LIST OF TASKS:
a - Please pull out every line of the rows below that contains the string "flower", and copy each one whole.
b - Carry on the passage on the Gospel of Thomas and the New Testament, starting after its last sentence.

SOURCE DOCUMENT:
• • • •

Thomas and the New Testament

  1. The Gospel of Thomas does not refer to Jesus as "Christ" or "Lord" as the New Testament does, but simply as "Jesus."

  2. The Gospel of Thomas also lacks any mention of such classic Christian doctrines as Satan, Demons, The Second Coming, sin, or signs.

  3. However, it includes several parables similar to ones found in the canonical gospels that contain themes including Hell, eternal damnation, Heaven, the Kingdom of God, miracles (instructing his followers to heal people), and salvation.

  4. The Gospel of Thomas does not list the canonical twelve apostles, though it does mention James the Just, who is singled out ("No matter where you are you are to go to James the Just, for whose sake heaven and earth came into being"); Simon Peter; Matthew; Thomas, who is taken aside and receives three points of revelation; Mary; and Salome.

• • • •

MATERIAL SUPPLIED:
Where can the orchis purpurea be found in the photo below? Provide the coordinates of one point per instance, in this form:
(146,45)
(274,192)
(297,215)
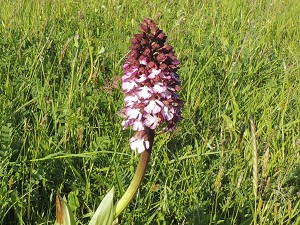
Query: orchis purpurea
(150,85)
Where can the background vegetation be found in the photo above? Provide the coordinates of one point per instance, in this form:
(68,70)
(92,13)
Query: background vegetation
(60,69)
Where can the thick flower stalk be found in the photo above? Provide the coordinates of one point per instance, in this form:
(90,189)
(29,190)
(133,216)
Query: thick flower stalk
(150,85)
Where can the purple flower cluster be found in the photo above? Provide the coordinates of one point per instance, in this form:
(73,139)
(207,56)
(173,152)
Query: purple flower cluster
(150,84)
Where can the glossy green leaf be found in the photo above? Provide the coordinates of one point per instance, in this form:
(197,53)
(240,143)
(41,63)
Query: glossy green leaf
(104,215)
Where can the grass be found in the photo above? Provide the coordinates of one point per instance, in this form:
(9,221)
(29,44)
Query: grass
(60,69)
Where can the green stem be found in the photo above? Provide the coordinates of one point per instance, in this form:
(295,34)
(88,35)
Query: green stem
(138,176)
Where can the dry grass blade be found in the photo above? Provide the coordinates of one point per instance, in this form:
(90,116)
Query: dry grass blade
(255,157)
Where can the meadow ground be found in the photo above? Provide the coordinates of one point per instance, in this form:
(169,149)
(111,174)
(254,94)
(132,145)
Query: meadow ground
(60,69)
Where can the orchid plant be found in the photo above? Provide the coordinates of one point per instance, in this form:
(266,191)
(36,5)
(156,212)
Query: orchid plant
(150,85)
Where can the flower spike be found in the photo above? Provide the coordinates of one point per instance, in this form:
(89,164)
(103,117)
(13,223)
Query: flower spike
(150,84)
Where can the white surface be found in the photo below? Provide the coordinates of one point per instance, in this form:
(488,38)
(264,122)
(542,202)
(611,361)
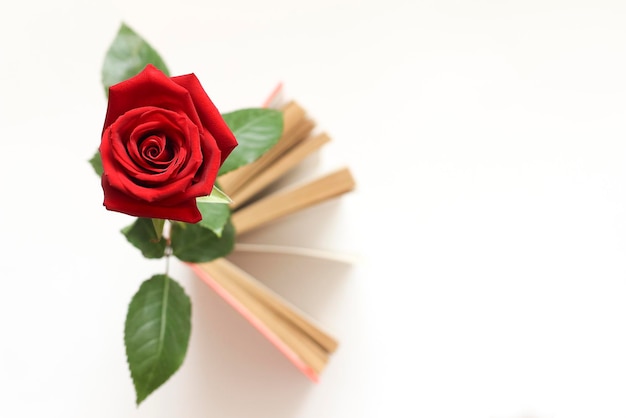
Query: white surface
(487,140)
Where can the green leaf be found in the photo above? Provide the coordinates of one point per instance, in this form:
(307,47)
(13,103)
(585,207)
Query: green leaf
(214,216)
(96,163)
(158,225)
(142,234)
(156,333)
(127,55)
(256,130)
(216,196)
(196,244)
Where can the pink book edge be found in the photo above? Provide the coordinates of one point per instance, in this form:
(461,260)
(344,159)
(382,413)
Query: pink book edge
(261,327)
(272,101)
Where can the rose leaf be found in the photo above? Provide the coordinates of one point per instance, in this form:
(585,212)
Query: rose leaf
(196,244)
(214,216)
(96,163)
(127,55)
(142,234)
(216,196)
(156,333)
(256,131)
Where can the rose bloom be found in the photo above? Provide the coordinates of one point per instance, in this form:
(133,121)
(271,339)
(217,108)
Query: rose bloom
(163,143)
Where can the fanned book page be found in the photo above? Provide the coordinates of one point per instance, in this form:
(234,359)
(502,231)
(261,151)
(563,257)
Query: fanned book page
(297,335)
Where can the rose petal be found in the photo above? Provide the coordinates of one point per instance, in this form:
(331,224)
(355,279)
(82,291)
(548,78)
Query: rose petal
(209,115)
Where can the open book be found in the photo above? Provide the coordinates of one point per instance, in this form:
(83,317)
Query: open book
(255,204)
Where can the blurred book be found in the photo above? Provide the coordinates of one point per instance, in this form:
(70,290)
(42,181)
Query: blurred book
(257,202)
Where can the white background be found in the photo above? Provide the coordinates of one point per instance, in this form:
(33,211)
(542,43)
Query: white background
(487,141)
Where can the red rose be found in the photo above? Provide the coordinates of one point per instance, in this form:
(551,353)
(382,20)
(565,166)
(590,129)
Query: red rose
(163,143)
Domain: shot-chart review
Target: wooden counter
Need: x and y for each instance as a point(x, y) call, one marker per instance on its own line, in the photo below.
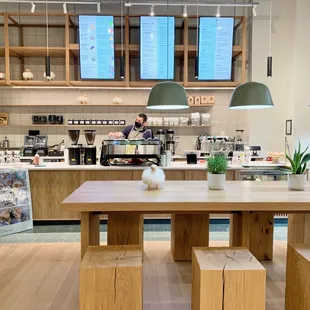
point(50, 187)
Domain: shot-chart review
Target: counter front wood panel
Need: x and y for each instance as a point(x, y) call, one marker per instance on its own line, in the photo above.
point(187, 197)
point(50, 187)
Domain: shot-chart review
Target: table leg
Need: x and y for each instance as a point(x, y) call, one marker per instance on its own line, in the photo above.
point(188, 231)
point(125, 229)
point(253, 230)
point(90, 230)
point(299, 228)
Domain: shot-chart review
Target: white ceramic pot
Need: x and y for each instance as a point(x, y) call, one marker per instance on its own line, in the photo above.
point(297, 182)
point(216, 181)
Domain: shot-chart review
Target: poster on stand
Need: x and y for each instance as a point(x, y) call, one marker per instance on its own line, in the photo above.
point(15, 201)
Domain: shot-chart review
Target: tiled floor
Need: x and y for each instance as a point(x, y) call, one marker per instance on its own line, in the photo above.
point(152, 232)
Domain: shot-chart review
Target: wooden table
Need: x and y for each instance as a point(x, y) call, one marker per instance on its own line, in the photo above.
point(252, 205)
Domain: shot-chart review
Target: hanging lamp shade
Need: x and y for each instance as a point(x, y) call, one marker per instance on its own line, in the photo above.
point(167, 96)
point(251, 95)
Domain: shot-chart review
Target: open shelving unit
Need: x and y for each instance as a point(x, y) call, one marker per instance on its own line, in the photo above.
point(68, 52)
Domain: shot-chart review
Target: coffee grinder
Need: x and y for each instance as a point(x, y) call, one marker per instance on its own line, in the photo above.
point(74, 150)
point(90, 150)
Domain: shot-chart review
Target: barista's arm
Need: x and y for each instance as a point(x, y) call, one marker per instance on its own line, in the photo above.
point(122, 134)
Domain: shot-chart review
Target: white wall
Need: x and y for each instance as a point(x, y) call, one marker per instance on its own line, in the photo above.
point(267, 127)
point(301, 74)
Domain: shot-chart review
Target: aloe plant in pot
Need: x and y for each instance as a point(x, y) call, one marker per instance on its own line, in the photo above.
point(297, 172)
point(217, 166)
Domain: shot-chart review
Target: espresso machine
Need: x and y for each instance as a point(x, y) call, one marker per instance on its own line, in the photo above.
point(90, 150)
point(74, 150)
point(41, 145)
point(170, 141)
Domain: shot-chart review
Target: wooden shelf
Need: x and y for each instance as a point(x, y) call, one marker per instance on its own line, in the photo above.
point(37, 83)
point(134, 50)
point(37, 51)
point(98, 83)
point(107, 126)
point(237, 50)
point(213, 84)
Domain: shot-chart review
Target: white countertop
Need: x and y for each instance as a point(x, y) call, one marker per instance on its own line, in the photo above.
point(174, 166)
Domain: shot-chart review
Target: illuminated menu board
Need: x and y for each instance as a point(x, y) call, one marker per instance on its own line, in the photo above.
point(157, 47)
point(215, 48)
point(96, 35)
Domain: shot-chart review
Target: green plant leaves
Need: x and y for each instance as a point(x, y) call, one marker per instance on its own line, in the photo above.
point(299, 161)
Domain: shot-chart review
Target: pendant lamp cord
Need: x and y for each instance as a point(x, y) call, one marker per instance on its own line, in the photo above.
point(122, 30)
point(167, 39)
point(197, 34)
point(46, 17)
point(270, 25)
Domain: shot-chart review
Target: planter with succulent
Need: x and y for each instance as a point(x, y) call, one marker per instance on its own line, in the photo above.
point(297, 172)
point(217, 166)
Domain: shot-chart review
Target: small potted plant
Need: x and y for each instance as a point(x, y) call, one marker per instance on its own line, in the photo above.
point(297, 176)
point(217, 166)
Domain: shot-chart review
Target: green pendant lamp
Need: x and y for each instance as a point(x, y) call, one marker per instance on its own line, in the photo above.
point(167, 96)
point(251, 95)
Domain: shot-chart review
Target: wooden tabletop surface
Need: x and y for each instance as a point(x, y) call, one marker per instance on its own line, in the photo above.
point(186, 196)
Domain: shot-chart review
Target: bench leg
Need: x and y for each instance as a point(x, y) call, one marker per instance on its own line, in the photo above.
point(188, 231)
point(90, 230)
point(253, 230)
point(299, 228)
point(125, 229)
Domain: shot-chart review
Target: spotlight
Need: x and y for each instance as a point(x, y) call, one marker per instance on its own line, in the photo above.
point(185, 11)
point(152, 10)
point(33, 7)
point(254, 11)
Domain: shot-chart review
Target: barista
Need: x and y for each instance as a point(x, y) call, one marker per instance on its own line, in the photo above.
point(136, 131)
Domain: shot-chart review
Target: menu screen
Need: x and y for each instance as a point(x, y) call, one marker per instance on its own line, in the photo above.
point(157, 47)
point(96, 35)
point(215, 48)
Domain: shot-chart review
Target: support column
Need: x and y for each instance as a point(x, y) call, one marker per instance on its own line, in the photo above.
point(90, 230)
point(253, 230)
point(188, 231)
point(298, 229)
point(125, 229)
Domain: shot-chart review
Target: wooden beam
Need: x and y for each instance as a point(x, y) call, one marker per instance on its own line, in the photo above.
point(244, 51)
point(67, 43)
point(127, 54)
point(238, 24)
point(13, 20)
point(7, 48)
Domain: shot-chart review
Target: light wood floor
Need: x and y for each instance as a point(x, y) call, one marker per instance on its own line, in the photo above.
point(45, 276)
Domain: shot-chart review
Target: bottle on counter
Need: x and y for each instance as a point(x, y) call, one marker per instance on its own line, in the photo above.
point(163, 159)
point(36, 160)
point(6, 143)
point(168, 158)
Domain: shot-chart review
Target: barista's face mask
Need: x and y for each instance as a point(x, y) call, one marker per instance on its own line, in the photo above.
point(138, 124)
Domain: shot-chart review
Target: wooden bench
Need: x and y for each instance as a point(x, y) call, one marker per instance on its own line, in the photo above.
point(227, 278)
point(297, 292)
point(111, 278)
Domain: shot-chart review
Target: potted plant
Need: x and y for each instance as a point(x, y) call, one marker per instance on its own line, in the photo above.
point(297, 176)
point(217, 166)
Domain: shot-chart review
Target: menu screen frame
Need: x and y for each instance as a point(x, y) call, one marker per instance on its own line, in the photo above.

• • • •

RESPONSES TO THE TASKS:
a -
Where can the thick flower stalk be found in the photo above? Provide the coordinates of one point per instance, in this form:
Query: thick flower stalk
Where can the purple flower cluster be found in the photo above? Provide the coordinates of one point per instance, in this form:
Query: purple flower cluster
Where can the flower spike be found in the photo above? Provide the coordinates of one point per instance, in this form:
Query: flower spike

b -
  5. Though here Mary Magdalene and Salome are mentioned among the disciples, the canonical Gospels and Acts only mention men, but make a distinction between "disciples" and the inner group of twelve "apostles" — a Greek term that does not appear in Thomas — with varying lists of names making up the canonical twelve.

  6. Despite the favorable mention of James the Just, generally considered a "pro-circumcision" Christian, the Gospel of Thomas also dismisses circumcision:

    1. His disciples said to him, "Is circumcision useful or not?" He said to them, "If it were useful, their father would produce children already circumcised from their mother. Rather, the true circumcision in spirit has become profitable in every respect."

  7. Compare Thomas 8 SV with Matthew 13:47-50

    1. Note that Thomas makes a distinction between large and small fishes, whereas Matthew makes a distinction between good and bad fishes.

    2. Furthermore, Thomas' version has only one fish remaining, whereas Matthew's version implies many good fish remaining.

    3. The manner in which each Gospel concludes the parable is instructive. Thomas' version invites the reader to draw their own conclusions as to the interpretation of the saying, whereas Matthew provides an explanation connecting the text to an apocalyptic end of the age.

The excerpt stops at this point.